- _Sélection_

++++

Toutefois, cette transition ne se ferait pas sans défis majeurs. D’une part, l'agriculture d'exportation génère des revenus substantiels en devises et soutient de nombreux emplois, notamment dans les zones rurales. Diminuer ces filières sans alternative immédiate pourrait entraîner des pertes économiques et sociales importantes. D’autre part, les agriculteurs et investisseurs ayant orienté leurs activités vers l’export bénéficient d’infrastructures, de contrats et de réseaux commerciaux qui ne sont pas aisément reconfigurables vers le marché intérieur. La reconversion nécessiterait des incitations fiscales, des mécanismes de soutien et une planification progressive.
Sur le plan environnemental, cette réorientation pourrait constituer un tournant bénéfique. Les cultures d'exportation, souvent intensives et fortement consommatrices en eau (notamment dans les zones arides comme le Souss-Massa), exercent une pression croissante sur les ressources hydriques et les sols. En limitant leur expansion et en favorisant des cultures vivrières adaptées aux conditions climatiques locales, le Maroc pourrait préserver ses nappes phréatiques, réduire les tensions interrégionales sur l’eau et s’inscrire dans une stratégie agricole plus durable.

++++

- _Consignes_
**A)** D'après l'extrait sur l'agriculture marocaine, quelle zone aride est citée en exemple ?
**B)** Énumérez les moyens que, selon l'extrait sur l'agriculture marocaine, la reconversion nécessiterait.
**C)** Poursuivez l'extrait sur l'agriculture marocaine à partir de sa dernière phrase.

- _Extrait des données_
++++

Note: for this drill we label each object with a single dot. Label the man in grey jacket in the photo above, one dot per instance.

++++

- _Réponses par consigne_
**A)** Le Souss-Massa.

**B)**
- des incitations fiscales
- des mécanismes de soutien
- une planification progressive

**C)**
La réussite de cette démarche dépendra aussi de la capacité à développer d’autres secteurs économiques pour compenser la perte de devises et d’emplois agricoles. L’industrie manufacturière, les énergies renouvelables, le tourisme durable et les services numériques figurent parmi les pistes les plus prometteuses. Leur essor permettrait de maintenir un équilibre macroéconomique tout en allégeant la dépendance de l’économie aux exportations agricoles. Une politique cohérente et concertée avec les acteurs privés serait indispensable pour orchestrer cette transition sans fragiliser l’économie rurale.
Réduire la part de l'agriculture d'exportation n'est pas un renoncement, mais une stratégie d'adaptation face aux défis climatiques, sociaux et alimentaires qui s’annoncent. Cette évolution suppose une approche graduelle, équilibrée et visionnaire, où l’agriculture continuerait à jouer un rôle clé, mais dans une logique davantage tournée vers la souveraineté alimentaire et le bien-être des citoyens marocains.